■ Task prompt: Write out, character for character, the line containing "Where can the doorway" and all lines after it up to the end of the listing.

■ Dataset records:
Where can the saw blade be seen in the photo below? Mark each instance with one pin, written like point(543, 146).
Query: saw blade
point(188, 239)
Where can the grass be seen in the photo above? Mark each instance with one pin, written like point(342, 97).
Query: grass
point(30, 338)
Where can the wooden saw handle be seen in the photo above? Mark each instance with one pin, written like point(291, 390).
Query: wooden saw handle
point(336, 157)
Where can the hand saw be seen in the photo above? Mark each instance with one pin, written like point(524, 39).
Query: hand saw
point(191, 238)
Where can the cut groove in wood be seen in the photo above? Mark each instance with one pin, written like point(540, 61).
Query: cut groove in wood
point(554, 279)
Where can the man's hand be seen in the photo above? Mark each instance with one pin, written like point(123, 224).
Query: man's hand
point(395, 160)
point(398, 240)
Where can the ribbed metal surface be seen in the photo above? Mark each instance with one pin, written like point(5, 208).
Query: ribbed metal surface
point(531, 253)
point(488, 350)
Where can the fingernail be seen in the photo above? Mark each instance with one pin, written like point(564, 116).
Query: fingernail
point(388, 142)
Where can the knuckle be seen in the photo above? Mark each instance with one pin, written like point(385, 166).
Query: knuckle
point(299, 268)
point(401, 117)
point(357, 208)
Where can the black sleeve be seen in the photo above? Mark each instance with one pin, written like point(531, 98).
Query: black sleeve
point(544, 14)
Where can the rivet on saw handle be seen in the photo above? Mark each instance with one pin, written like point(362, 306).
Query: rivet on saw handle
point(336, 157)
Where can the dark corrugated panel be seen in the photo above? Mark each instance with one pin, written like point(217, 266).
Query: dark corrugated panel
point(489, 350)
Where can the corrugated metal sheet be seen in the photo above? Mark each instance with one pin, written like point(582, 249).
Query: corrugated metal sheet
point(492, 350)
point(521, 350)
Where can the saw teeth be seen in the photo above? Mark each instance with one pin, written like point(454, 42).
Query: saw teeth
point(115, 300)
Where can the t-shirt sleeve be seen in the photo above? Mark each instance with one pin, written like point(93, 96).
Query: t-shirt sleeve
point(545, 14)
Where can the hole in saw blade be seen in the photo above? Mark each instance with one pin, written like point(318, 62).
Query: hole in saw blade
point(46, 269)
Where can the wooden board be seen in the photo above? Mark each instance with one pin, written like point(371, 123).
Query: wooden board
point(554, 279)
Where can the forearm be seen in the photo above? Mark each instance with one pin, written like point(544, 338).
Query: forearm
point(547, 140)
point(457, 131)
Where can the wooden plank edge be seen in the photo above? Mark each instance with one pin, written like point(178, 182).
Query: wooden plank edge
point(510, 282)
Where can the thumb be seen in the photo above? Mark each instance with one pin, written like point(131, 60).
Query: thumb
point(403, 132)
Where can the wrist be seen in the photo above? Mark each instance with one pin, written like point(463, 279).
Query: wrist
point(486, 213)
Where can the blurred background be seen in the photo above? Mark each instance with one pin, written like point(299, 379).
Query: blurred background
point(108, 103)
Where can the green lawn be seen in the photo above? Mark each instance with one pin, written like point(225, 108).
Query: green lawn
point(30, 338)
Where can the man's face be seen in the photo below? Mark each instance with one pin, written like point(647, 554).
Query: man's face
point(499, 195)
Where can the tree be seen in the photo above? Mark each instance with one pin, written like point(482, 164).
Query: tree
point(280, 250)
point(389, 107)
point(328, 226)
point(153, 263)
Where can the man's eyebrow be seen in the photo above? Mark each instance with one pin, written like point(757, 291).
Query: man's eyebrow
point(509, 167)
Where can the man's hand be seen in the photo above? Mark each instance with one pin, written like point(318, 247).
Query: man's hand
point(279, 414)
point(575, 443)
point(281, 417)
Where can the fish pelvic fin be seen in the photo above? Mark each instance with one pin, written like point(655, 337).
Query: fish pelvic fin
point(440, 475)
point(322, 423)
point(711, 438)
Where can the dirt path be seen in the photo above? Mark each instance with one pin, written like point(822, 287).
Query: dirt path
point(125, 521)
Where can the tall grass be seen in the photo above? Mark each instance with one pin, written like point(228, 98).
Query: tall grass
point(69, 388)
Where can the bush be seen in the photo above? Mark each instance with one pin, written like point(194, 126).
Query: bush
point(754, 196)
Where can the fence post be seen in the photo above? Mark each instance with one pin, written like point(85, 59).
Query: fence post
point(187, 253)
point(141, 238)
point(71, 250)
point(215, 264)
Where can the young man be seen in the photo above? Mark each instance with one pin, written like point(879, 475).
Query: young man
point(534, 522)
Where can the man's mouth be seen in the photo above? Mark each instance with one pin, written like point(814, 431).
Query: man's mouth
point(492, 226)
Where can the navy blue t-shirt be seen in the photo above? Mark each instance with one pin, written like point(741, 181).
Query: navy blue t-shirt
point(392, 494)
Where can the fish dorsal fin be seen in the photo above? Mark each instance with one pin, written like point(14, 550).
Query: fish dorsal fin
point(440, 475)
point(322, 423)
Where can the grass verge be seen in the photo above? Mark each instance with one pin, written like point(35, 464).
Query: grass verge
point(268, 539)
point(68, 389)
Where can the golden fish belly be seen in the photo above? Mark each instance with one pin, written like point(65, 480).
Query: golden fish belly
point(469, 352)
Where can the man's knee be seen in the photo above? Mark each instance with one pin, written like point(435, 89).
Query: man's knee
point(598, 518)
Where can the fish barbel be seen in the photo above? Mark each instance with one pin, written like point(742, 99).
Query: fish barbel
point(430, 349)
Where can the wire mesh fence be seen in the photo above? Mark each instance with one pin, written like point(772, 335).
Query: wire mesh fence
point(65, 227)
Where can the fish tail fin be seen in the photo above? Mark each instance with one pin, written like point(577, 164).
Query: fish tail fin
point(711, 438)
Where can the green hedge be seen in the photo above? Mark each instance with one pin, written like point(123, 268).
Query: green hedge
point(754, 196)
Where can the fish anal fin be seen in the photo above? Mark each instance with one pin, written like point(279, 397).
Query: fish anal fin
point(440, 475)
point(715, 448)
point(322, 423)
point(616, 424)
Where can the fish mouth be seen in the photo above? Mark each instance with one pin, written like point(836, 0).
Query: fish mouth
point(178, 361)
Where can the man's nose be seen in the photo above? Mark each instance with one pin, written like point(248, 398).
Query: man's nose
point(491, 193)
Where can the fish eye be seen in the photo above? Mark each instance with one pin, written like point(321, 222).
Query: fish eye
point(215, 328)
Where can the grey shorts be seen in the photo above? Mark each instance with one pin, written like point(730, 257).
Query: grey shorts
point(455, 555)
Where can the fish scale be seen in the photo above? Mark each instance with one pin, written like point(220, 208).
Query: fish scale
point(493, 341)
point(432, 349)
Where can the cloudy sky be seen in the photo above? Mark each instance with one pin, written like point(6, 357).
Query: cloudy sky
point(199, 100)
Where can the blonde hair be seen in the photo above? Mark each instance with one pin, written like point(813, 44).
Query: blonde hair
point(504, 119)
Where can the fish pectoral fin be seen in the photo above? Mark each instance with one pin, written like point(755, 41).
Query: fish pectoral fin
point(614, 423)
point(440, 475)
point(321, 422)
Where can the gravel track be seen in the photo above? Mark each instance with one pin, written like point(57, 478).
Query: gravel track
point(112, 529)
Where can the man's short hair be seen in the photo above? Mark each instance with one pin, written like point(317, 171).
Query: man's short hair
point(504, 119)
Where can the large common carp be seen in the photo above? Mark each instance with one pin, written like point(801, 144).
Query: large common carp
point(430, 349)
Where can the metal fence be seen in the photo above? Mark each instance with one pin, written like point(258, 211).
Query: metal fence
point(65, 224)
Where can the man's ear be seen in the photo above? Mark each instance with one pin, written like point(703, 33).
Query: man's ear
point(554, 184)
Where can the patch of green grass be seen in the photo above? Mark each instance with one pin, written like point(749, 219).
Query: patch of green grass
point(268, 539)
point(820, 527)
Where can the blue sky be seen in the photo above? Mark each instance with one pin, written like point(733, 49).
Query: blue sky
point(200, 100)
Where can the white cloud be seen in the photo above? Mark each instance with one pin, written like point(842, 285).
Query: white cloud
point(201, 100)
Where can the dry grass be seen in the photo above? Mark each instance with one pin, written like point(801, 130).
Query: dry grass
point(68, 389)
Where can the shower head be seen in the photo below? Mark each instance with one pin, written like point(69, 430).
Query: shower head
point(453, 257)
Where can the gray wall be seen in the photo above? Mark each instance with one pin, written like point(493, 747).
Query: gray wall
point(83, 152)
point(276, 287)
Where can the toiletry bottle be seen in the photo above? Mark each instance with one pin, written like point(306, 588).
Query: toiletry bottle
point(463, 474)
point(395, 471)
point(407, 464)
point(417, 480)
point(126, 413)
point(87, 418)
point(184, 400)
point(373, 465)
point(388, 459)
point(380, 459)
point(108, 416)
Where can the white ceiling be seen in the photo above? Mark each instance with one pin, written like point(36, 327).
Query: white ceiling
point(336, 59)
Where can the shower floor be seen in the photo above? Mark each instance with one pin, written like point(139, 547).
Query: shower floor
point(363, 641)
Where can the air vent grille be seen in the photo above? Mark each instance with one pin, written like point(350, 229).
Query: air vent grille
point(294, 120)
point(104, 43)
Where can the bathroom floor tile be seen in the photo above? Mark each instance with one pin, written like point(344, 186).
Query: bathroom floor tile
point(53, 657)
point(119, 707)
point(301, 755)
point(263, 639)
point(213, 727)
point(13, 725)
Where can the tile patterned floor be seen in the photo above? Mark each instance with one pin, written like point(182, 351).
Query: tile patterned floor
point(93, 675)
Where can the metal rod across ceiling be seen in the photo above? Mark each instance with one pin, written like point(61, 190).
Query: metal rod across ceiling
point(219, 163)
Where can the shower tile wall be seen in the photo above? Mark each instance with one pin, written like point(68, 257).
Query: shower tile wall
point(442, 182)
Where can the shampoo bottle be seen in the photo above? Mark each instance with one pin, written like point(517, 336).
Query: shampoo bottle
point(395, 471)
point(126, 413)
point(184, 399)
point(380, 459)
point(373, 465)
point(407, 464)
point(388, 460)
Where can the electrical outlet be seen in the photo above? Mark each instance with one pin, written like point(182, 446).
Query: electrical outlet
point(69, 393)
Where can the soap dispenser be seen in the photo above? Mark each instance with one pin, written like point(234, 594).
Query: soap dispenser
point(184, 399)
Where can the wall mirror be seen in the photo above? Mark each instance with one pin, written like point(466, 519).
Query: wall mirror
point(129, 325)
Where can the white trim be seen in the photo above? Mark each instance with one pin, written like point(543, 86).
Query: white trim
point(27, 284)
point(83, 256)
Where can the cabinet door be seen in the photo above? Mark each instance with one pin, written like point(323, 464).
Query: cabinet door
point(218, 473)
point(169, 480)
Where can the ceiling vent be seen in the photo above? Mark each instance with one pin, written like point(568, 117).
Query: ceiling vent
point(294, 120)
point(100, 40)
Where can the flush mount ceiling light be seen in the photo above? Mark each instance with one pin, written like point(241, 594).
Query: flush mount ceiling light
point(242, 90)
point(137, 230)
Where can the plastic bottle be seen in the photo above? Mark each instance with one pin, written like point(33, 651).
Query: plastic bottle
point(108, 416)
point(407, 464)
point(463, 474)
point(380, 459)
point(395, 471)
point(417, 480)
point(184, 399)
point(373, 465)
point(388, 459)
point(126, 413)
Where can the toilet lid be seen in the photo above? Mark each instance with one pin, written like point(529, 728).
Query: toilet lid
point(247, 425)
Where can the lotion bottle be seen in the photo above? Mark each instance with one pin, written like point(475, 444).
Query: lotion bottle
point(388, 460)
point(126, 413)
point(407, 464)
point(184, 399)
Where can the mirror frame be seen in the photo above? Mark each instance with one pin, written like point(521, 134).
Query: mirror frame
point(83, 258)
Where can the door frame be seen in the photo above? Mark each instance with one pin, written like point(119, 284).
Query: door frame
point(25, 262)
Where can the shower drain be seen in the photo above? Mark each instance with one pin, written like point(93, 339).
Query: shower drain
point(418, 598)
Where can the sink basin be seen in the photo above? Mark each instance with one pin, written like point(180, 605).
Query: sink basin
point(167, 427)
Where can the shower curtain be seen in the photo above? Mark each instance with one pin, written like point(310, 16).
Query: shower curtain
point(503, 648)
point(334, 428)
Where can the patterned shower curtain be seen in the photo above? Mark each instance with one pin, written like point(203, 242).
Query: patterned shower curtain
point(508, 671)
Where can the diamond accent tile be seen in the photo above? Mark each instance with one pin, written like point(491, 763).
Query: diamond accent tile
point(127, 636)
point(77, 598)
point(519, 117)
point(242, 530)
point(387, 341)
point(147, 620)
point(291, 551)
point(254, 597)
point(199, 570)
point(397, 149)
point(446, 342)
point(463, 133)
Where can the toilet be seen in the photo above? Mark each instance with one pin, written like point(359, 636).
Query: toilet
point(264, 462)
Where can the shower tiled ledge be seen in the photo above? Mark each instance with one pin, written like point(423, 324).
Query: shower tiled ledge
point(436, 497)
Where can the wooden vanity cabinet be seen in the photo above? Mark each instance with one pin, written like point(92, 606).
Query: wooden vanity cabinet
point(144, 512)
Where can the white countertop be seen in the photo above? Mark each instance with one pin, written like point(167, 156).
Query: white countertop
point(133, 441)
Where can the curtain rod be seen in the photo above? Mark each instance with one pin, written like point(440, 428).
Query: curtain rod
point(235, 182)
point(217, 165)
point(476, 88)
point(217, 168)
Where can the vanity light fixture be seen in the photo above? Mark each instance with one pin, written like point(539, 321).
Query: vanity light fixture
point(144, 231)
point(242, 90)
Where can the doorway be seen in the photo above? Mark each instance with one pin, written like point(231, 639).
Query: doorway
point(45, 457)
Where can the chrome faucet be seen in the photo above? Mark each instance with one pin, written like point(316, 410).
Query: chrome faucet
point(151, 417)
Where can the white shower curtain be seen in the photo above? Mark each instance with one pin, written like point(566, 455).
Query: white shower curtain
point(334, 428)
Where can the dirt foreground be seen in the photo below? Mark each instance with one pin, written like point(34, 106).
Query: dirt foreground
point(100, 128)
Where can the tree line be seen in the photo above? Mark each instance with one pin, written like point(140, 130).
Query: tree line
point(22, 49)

■ Solution below:
Where can the doorway be seen in the photo above? Mark each instance with one pin, written like point(231, 639).
Query: doorway
point(45, 457)
Where can the chrome faucet be seen in the photo above? Mark each instance with one pin, written like point(316, 410).
Query: chrome faucet
point(151, 417)
Where can the white shower curtain be seen in the photo above? Mark each instance with one pin, written like point(566, 455).
Query: white shower curtain
point(334, 428)
Where can the dirt foreground be seen in the photo below? Mark each instance with one pin, written like point(34, 106).
Query: dirt foreground
point(100, 128)
Where can the tree line be seen in the photo above? Mark each instance with one pin, written like point(140, 130).
Query: tree line
point(22, 49)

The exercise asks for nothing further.